- [DESCRIPTION OF THE TASK]
Repeat verbatim every line of the material, beginning at the line that holds "Every instance of the wet grass" and ending at its last line.

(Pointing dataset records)

━━━━━━━━━━━━━━━━━━━━

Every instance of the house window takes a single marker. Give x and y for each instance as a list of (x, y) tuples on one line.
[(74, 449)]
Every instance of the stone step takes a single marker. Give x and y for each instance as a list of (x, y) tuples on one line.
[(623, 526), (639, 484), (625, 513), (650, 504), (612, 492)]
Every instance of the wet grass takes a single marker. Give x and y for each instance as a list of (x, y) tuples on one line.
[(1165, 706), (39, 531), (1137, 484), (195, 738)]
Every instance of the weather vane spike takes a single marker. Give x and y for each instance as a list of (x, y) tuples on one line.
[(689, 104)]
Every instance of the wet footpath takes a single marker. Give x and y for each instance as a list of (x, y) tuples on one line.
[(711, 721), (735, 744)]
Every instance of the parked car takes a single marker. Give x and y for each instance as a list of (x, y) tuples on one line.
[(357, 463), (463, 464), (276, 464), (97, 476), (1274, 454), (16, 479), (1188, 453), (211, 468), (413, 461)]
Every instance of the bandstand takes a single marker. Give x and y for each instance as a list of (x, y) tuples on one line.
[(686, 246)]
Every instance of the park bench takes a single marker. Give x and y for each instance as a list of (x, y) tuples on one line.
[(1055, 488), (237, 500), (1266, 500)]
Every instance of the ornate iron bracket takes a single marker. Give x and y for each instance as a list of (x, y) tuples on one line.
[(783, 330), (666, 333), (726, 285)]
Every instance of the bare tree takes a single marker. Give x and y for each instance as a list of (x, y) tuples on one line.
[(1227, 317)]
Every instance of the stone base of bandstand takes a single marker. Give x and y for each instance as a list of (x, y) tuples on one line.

━━━━━━━━━━━━━━━━━━━━

- [SOLUTION BELOW]
Every instance of the wet grass takes a single marker. Give x and y for each instance as a list of (x, y) tuples on one line.
[(1165, 706), (39, 531), (1137, 484), (195, 738)]
Every instance of the weather vane spike takes a single marker. Give x and y for each instance as a list of (x, y) tuples on one line.
[(689, 104)]
Every instance of the wet footpath takes a single marker. Give x and y for each instance as a list of (x, y) tuples on one line.
[(711, 721), (735, 744)]
Every instance of the parked car takes a single marker. Give x and y for each instance as a list of (x, y) tuples on one line.
[(357, 463), (463, 464), (276, 464), (97, 476), (1274, 454), (16, 479), (1188, 453), (211, 468), (413, 461)]
Every instance of the bandstand takes a single marker. Give x and y for each instance as a list of (x, y) tuples on one line.
[(686, 246)]
Every instance of the park bench takes a single marker. Give x and y for each instance as a list of (x, y) tuples on one line.
[(1055, 488), (237, 500), (1266, 500)]
Every instance of the ornate iron bracket takes a single marker. Give x and y for each instance as a list of (x, y) tuples on one line.
[(783, 330), (666, 333), (726, 285)]
Every instance of the bare tree takes a single marker. Give x and y for each instance as a list of (x, y) tuples on one line.
[(1227, 317)]
Every instance of the stone base of bandstand takes a single marker. Give x and y for each instance as a list of (x, y) tuples on one line.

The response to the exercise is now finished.